→ Stated task: Would you continue the story below about the family's freezing trip to the airshow, picking up right after its last sentence?

→ Reading passage:
------------

The airshow was a total parental FAIL.

The sun was shining in Bountiful on Saturday morning when we left, so despite knowing that the forecast called for freezing rain and gusty winds, we set off for the air force base in short sleeves, leaving our sweaters behind in a rumpled pile on the couch.  Because - hey - the sun!  Stupid weather people.  Shows what THEY know, smirk smirk.

(Oh Sue.  Sue, Sue, Sue, Sue, Sue.  You moron.)

We got to the base right on time, set off on the mile-and-a-half hike to the tarmac feeling slightly chilly but optimistic that it could only warm up as the day progressed (HA!) (HAHAHAHAHA!), and by the time we got through the security we were walking ice cubes.   We kept seeing cool things we wanted to stop and look at, but we were too cold, and figured it would be better to just keep moving.

When we got to the runway area we sat in the dirt and huddled up together in the grass under the sheet (WE BROUGHT A SHEET) (MORONS) we had planned to use as a picnic blanket.  All of the other parents were totally judging us (almost was I warmed by the heat of a thousand parents giving me laser stink eye) as they held their own parka clad toddlers, but one kind lady (BLESS YOU KIND LADY) took pity on us, or rather, on my children, and insisted that we take one of her thick blankets. Unfortunately one thick blanket for four children and two adults is – still not enough blanket.

Despite parachuters descending from the sky holding American flags, and fighter jets zooming down over our heads, all we could really think about was our rapid onset hypothermia.  It was miserable and we ended up leaving after about an hour. AN HOUR.


I felt pretty bad about it, because they would’ve loved it if we’d been appropriately dressed.

ARG.

The mile-and-a-half hike back to our car in the freezing wind and rain was – well – it was horrible, despite Megan's sweet attempts to make the best of it with her "it’s o.k., because we're on an adventure and sometimes you’re cold when you’re on an adventure” type talk.    Emma, on the other hand, (who is not at ALL like me when she gets upset, not at ALL) rolled her eyes and muttered a bunch of stuff I couldn't quite catch and a number of things I could, including “ridiculous” and “freezing” and “stupid airplanes” but she kept grimly marching forward and I couldn’t really blame her at that point.

When we got home the kids were all irritable and snappish with each other, and after making chocolate chip cookies failed to improve their mood I banned them to the basement Until Further Notice. This, as usual, had the fortunate side effect of transforming them into The Alliance of Unfortunately Oppressed Children Who Must Band Together Against The Enemy and they spent the rest of the day making indoor forts and playing - I don't know - some very involved game that had to do with forts. (I’m a very attentive mother, obviously.) (I was DONE at that point, what can I say.)

Sunday was rainy and cold again.

(May is such a jerk.)

I coped with my weather related disappointment by moping around and letting the kids watch positively unhealthy amounts of Phineas and Ferb.   I kept pacing back and forth and sighing heavily and muttering inconsiderate comments about nature and my husband finally was like WE GET IT, YOU ARE DISAPPOINTED ABOUT THE WEATHER. ENOUGH.

------------

Stored dataset items:
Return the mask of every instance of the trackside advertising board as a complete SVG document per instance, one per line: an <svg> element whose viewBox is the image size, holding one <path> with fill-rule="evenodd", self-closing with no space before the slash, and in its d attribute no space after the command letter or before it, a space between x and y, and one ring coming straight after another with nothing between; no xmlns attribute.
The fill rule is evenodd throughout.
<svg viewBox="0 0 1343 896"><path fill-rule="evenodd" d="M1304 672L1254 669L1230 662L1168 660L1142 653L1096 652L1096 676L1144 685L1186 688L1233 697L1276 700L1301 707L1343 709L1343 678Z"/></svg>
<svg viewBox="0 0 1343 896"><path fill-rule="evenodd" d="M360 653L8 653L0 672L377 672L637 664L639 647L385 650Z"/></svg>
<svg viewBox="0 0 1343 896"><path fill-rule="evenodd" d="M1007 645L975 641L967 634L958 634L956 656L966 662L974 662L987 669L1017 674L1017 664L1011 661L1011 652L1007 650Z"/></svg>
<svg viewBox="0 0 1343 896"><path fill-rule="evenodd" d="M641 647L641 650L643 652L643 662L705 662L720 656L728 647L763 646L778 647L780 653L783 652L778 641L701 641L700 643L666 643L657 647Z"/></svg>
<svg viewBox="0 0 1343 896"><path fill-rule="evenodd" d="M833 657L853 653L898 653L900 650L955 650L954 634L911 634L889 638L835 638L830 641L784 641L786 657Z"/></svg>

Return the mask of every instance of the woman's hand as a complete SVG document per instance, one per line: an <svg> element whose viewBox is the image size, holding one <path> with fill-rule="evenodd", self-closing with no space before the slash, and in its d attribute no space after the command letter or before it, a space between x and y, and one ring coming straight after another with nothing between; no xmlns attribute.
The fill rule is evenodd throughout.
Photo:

------------

→ In response:
Harumph.

On Monday we went - - well, actually, before we went anywhere we spent the morning cleaning stuff.

Lest you think it is non-stop fun around here, please know that interspersed with all of our (FAILED) activities, there is always plenty of slave labor going on.  I like to work my children's fingers to the bone using my highly complicated chore system, which consists of me looking around to see what needs to be done and then making them do it, and saying a lot of things like "ZIP IT" and "yes, well life is not fair", and "If you're complaining that just tells me that you need more stuff to do" and a lot of other things I swore I would never say to my own children.  

But LATER, later on Monday we went out to Fairfield for the Camp Floyd Memorial Day celebration, (which you can read about, er, via that link right back there) (before the comma) (what, you need directions?). The older kids had lots of fun.  


Josh, ON THE OTHER HAND. 

Josh is two now. 

Josh is currently very committed to his core values of:

1) "I DO IT MYSELF" and 
2) "I CANNOT BE CONTAINED" along with a smattering of 
3) "YOU NO MAKE ME STAY HERE FOUL OPPRESSOR".   

What this means, practically speaking, is that he is very, very annoying to take anywhere.

He spent a lot of time accosting various puppies, attempting to run out of the park and into the road, trying to sneak onto the stagecoach or under the stagecoach, or basically anywhere he could potentially be kicked to death by the stagecoach horses, and watching a field mouse darting in and out of his hole.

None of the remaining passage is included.